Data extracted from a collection
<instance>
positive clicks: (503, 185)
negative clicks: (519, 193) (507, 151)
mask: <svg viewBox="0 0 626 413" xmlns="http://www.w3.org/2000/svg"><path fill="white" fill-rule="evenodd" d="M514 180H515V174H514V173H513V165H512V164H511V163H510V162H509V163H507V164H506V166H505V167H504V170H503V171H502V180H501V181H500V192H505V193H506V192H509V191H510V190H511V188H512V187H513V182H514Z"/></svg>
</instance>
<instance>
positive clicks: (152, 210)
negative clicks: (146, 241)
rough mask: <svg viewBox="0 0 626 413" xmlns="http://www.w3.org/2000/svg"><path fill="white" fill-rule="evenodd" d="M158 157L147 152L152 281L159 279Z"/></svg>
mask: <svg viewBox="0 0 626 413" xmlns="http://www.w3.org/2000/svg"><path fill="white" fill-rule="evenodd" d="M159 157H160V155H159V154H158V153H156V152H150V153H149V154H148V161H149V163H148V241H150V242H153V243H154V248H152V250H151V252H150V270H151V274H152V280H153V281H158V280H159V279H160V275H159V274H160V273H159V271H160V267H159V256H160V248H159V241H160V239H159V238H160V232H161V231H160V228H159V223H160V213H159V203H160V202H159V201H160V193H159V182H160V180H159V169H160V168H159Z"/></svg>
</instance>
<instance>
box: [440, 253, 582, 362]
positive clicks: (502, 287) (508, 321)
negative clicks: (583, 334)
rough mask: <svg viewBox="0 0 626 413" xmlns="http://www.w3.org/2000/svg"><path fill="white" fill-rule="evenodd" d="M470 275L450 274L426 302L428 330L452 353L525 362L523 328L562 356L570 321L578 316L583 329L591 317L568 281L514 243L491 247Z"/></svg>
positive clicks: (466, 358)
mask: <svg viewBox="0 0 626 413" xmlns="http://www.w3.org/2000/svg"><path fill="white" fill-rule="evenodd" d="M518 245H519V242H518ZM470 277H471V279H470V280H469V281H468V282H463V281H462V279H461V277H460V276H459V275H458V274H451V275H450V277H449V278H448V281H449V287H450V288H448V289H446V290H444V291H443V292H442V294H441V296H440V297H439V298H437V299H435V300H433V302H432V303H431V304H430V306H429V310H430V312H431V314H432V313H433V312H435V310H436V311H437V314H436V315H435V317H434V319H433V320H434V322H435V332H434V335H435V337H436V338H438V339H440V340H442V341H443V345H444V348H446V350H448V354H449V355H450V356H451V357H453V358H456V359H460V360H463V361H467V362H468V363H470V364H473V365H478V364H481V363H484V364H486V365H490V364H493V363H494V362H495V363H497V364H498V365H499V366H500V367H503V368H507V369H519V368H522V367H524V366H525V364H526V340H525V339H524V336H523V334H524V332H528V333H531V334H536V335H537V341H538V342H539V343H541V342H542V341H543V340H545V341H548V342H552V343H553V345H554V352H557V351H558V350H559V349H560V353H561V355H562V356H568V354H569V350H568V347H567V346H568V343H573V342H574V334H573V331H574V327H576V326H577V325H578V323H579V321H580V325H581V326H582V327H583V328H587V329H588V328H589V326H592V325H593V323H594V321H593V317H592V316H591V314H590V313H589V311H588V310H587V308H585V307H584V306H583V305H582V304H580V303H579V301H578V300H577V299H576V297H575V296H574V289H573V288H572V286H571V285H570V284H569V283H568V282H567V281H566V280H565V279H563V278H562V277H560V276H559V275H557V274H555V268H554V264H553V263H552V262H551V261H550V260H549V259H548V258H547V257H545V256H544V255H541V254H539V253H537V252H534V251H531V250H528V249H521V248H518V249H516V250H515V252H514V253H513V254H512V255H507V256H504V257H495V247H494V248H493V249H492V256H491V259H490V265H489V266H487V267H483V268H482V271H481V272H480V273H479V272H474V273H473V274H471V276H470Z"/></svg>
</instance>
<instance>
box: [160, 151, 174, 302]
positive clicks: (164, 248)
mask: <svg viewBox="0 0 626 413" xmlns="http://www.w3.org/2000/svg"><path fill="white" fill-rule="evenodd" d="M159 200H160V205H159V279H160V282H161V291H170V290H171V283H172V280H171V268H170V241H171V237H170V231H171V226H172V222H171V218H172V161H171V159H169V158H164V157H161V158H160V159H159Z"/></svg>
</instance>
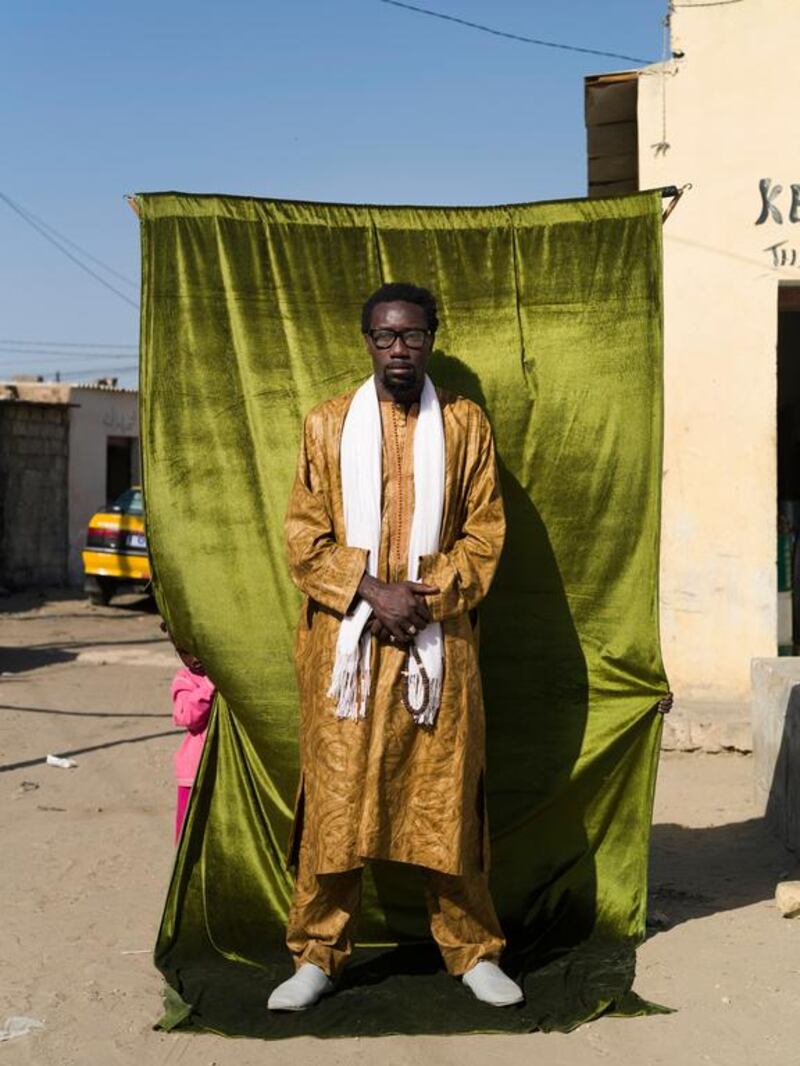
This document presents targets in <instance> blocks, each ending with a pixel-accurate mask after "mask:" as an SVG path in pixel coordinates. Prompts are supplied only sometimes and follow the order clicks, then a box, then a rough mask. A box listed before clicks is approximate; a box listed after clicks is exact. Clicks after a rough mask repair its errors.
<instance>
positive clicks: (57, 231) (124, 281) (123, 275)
mask: <svg viewBox="0 0 800 1066" xmlns="http://www.w3.org/2000/svg"><path fill="white" fill-rule="evenodd" d="M3 199H6V200H7V199H9V197H7V196H4V197H3ZM16 207H18V208H19V210H20V211H23V212H25V214H27V215H28V217H29V219H32V220H33V221H34V222H37V223H38V224H39V226H43V227H44V228H45V229H47V230H49V231H50V232H51V233H52V236H53V237H55V238H58V239H59V240H60V241H63V242H64V243H65V244H68V245H69V247H70V248H75V251H76V252H79V253H80V254H81V255H82V256H83V257H84V258H85V259H89V260H90V261H91V262H93V263H95V264H96V265H97V266H100V268H101V269H102V270H105V271H106V272H107V273H109V274H113V276H114V277H117V278H119V280H121V281H124V282H125V284H126V285H129V286H130V287H131V289H137V290H138V289H139V286H138V284H137V282H135V281H134V280H133V279H132V278H129V277H127V276H126V275H125V274H121V273H119V271H118V270H114V268H113V266H109V264H108V263H106V262H103V261H102V259H98V258H97V257H96V256H93V255H92V253H91V252H86V249H85V248H82V247H81V246H80V244H76V242H75V241H71V240H70V239H69V238H68V237H65V236H64V235H63V233H60V232H59V230H58V229H57V228H55V227H54V226H51V225H50V223H49V222H46V221H45V220H44V219H42V217H39V216H38V215H37V214H34V213H33V211H29V210H28V208H27V207H22V205H21V204H16Z"/></svg>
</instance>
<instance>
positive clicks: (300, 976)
mask: <svg viewBox="0 0 800 1066" xmlns="http://www.w3.org/2000/svg"><path fill="white" fill-rule="evenodd" d="M330 991H333V982H332V981H331V979H330V978H329V976H327V974H326V973H325V972H324V970H320V968H319V967H318V966H315V965H314V963H303V965H302V966H301V967H300V969H299V970H298V971H297V972H295V973H294V976H293V978H289V980H288V981H284V983H283V984H281V985H278V986H277V988H276V989H275V990H274V991H273V992H272V995H271V996H270V998H269V1000H268V1001H267V1006H268V1008H269V1010H270V1011H305V1010H306V1008H307V1007H309V1006H314V1004H315V1003H317V1002H318V1001H319V1000H320V999H322V997H323V996H325V995H326V994H327V992H330Z"/></svg>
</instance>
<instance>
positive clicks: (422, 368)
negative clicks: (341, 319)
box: [364, 300, 433, 403]
mask: <svg viewBox="0 0 800 1066" xmlns="http://www.w3.org/2000/svg"><path fill="white" fill-rule="evenodd" d="M377 329H387V330H391V329H394V330H395V332H396V333H400V332H401V330H405V329H413V330H421V332H422V334H423V335H425V336H423V338H422V344H421V348H414V346H412V343H411V342H413V341H415V340H418V339H419V338H418V337H415V336H414V335H413V334H412V336H411V337H410V338H409V341H404V340H403V338H402V337H395V338H394V340H393V341H391V344H390V346H389V348H379V346H378V345H379V343H381V338H380V337H379V338H378V343H377V342H375V340H374V339H373V336H372V335H374V332H375V330H377ZM386 339H388V336H387V338H386ZM364 340H365V342H366V344H367V351H368V352H369V354H370V357H371V359H372V369H373V370H374V374H375V379H377V381H378V383H379V385H382V386H383V388H384V389H385V390H386V391H387V392H388V393H389V395H391V398H393V399H394V400H397V401H398V402H400V403H402V402H409V401H413V400H416V399H418V397H419V394H420V392H421V391H422V384H423V382H425V371H426V367H427V366H428V360H429V359H430V357H431V348H432V345H433V337H432V335H431V334H429V333H428V320H427V319H426V313H425V311H423V310H422V308H421V307H419V305H418V304H406V303H405V302H404V301H401V300H398V301H393V302H391V303H389V304H378V305H377V306H375V307H374V308H373V309H372V318H371V320H370V333H369V334H365V336H364ZM384 342H385V341H384Z"/></svg>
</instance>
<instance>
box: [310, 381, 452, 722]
mask: <svg viewBox="0 0 800 1066" xmlns="http://www.w3.org/2000/svg"><path fill="white" fill-rule="evenodd" d="M382 436H383V434H382V426H381V408H380V404H379V401H378V392H377V389H375V383H374V378H373V377H370V378H368V379H367V381H366V382H365V383H364V385H362V387H361V388H359V389H358V390H357V392H356V393H355V395H354V397H353V400H352V403H351V404H350V408H349V410H348V413H347V417H346V419H345V425H343V427H342V432H341V449H340V453H339V463H340V467H341V491H342V498H343V504H345V532H346V536H347V543H348V545H349V546H350V547H351V548H366V549H367V551H368V552H369V556H368V560H367V572H368V574H370V575H371V576H372V577H375V575H377V574H378V556H379V552H380V544H381V481H382V455H383V447H382ZM444 502H445V431H444V426H443V423H442V408H441V407H439V403H438V397H437V395H436V390H435V389H434V387H433V384H432V382H431V379H430V377H428V376H427V375H426V379H425V385H423V387H422V394H421V397H420V401H419V415H418V417H417V425H416V430H415V433H414V517H413V519H412V524H411V536H410V538H409V565H407V574H409V581H416V580H417V579H418V577H419V558H420V555H429V554H431V553H433V552H436V551H438V548H439V536H441V531H442V512H443V510H444ZM371 613H372V608H371V607H370V605H369V603H367V601H366V600H364V599H362V600H359V601H358V604H357V607H356V608H355V610H354V611H353V612H352V614H349V615H346V616H345V618H342V620H341V626H340V627H339V636H338V640H337V642H336V661H335V663H334V668H333V674H332V676H331V688H330V689H329V692H327V694H329V696H333V697H334V699H336V700H337V709H336V715H337V717H340V718H356V720H357V718H363V717H364V716H365V715H366V713H367V702H368V700H369V691H370V681H371V679H370V653H371V646H370V637H371V633H370V631H369V629H367V628H366V626H367V621H368V620H369V616H370V615H371ZM414 644H415V646H416V649H417V652H418V655H419V658H420V660H421V664H422V667H423V668H425V674H426V675H427V678H428V681H429V693H428V705H427V707H426V708H425V710H423V712H422V713H421V714H419V715H417V714H415V715H414V718H415V721H416V722H417V724H418V725H429V726H430V725H433V723H434V722H435V721H436V712H437V711H438V705H439V699H441V697H442V677H443V674H444V648H443V642H442V626H441V625H439V624H438V623H437V621H432V623H430V624H429V625H428V626H426V628H425V629H423V630H421V632H419V633H417V635H416V636H415V637H414ZM407 664H409V673H407V685H409V689H407V698H409V702H410V705H411V707H412V709H413V708H417V707H421V705H422V704H423V702H425V688H426V685H425V678H423V676H422V673H421V671H420V668H419V665H418V664H417V662H416V660H415V658H414V657H413V656H411V655H410V656H409V659H407ZM412 713H413V711H412Z"/></svg>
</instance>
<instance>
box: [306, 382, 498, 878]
mask: <svg viewBox="0 0 800 1066" xmlns="http://www.w3.org/2000/svg"><path fill="white" fill-rule="evenodd" d="M437 394H438V398H439V403H441V405H442V417H443V422H444V431H445V464H446V469H445V502H444V514H443V522H442V539H441V551H439V552H436V553H435V554H431V555H426V556H422V559H421V561H420V579H419V580H420V581H425V582H427V583H429V584H431V585H435V586H436V587H437V588H438V589H439V592H438V593H437V594H436V595H433V596H429V597H427V601H428V604H429V608H430V611H431V615H432V616H433V618H434V619H435V620H438V621H441V623H442V629H443V636H444V656H445V669H444V684H443V692H442V702H441V707H439V711H438V716H437V720H436V724H435V725H434V726H433V727H432V728H426V727H420V726H418V725H416V723H415V722H414V721H413V718H412V716H411V715H410V714H409V712H407V711H406V709H405V708H404V706H403V704H402V700H401V695H400V693H401V685H402V684H403V682H404V678H403V677H402V675H401V672H402V671H403V668H404V662H405V653H404V651H403V650H401V649H399V648H395V647H391V646H389V645H383V644H379V642H378V641H377V640H374V639H373V640H372V642H371V645H372V691H371V695H370V702H369V707H368V710H367V716H366V718H365V720H363V721H361V722H356V721H350V720H339V718H337V717H336V708H335V701H334V700H333V699H332V698H331V697H329V696H327V695H326V692H327V688H329V684H330V680H331V672H332V669H333V663H334V658H335V651H336V641H337V637H338V632H339V624H340V621H341V617H342V615H343V614H345V613H346V612H348V611H349V610H350V609H351V608H352V607H353V603H354V600H355V598H356V589H357V586H358V582H359V581H361V579H362V577H363V575H364V571H365V566H366V559H367V552H366V551H365V550H364V549H361V548H350V547H348V546H347V538H346V534H345V519H343V512H342V498H341V475H340V469H339V446H340V440H341V430H342V425H343V422H345V416H346V415H347V410H348V407H349V406H350V402H351V400H352V398H353V392H348V393H346V394H343V395H340V397H336V398H335V399H333V400H329V401H326V402H325V403H323V404H320V405H319V406H318V407H315V408H314V410H311V411H310V413H309V415H308V416H307V418H306V420H305V425H304V430H303V441H302V445H301V450H300V457H299V462H298V471H297V477H295V481H294V486H293V489H292V494H291V498H290V501H289V508H288V512H287V516H286V526H285V534H286V547H287V555H288V562H289V568H290V572H291V577H292V580H293V581H294V583H295V584H297V585H298V587H299V588H301V591H302V592H303V593H304V594H305V597H306V599H305V602H304V604H303V609H302V611H301V615H300V624H299V627H298V634H297V645H295V665H297V673H298V684H299V690H300V756H301V770H302V778H301V786H300V792H299V803H298V810H297V814H295V831H294V835H293V836H294V844H295V845H297V844H298V843H299V840H300V834H301V833H302V835H303V841H304V850H307V854H308V855H309V856H310V861H311V863H313V868H314V869H315V871H316V872H317V873H336V872H341V871H345V870H352V869H355V868H357V867H361V866H363V865H364V862H365V861H366V860H368V859H391V860H395V861H399V862H412V863H416V865H418V866H423V867H428V868H430V869H432V870H437V871H441V872H442V873H447V874H459V875H460V874H466V873H469V872H470V871H474V870H479V869H481V870H482V869H485V863H486V859H487V855H486V845H485V838H486V833H485V818H484V806H483V766H484V723H483V698H482V693H481V682H480V673H479V668H478V642H477V632H476V619H475V615H474V609H475V608H476V607H477V604H478V603H479V602H480V600H481V599H482V598H483V597H484V596H485V594H486V592H487V591H489V586H490V584H491V582H492V579H493V577H494V574H495V569H496V567H497V562H498V559H499V555H500V551H501V548H502V542H503V537H505V532H506V521H505V516H503V510H502V499H501V497H500V488H499V481H498V477H497V466H496V461H495V451H494V441H493V438H492V430H491V427H490V424H489V421H487V419H486V417H485V415H484V414H483V411H482V410H481V409H480V407H478V406H477V405H476V404H474V403H473V402H471V401H469V400H465V399H463V398H461V397H454V395H451V394H448V393H446V392H443V391H441V390H437ZM393 408H394V409H393ZM381 414H382V422H383V427H384V448H383V500H382V514H383V522H382V529H381V550H380V561H379V572H378V577H379V578H381V579H382V580H384V581H402V580H405V576H406V553H407V538H409V533H410V528H411V516H412V514H413V502H414V501H413V488H414V482H413V449H412V443H413V434H414V427H415V425H416V415H417V409H416V407H412V408H411V409H410V410H409V411H407V413H406V411H405V409H404V408H398V407H396V406H395V405H391V404H381ZM389 426H390V427H391V432H390V433H389ZM470 612H473V614H471V616H470Z"/></svg>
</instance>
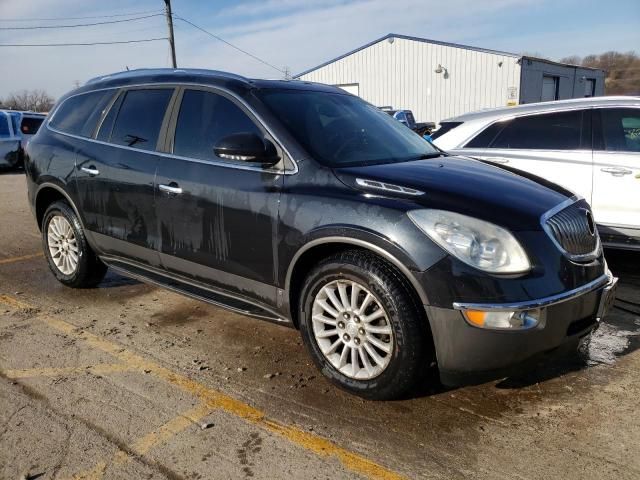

**Exercise:**
Lay out the rows from the line containing "This document presents" down to the line containing "positive clicks: (57, 231)", both included, as a Markdown table with the columns Number and Record line, leaving out blank lines.

**Answer for the task:**
| Number | Record line |
|---|---|
| 1 | This document presents targets in <instance> blocks, each ending with a pixel-accurate mask after "mask:" as an SVG path in pixel coordinates. Prompts are supplied only sometimes and follow the order clicks, then a box, then a rough mask. A box listed before clicks is approximate; a box listed after clicks is exact. Clicks after a rough mask repair its errors. |
| 2 | <instance> |
| 3 | positive clicks: (57, 231) (124, 281) (123, 275) |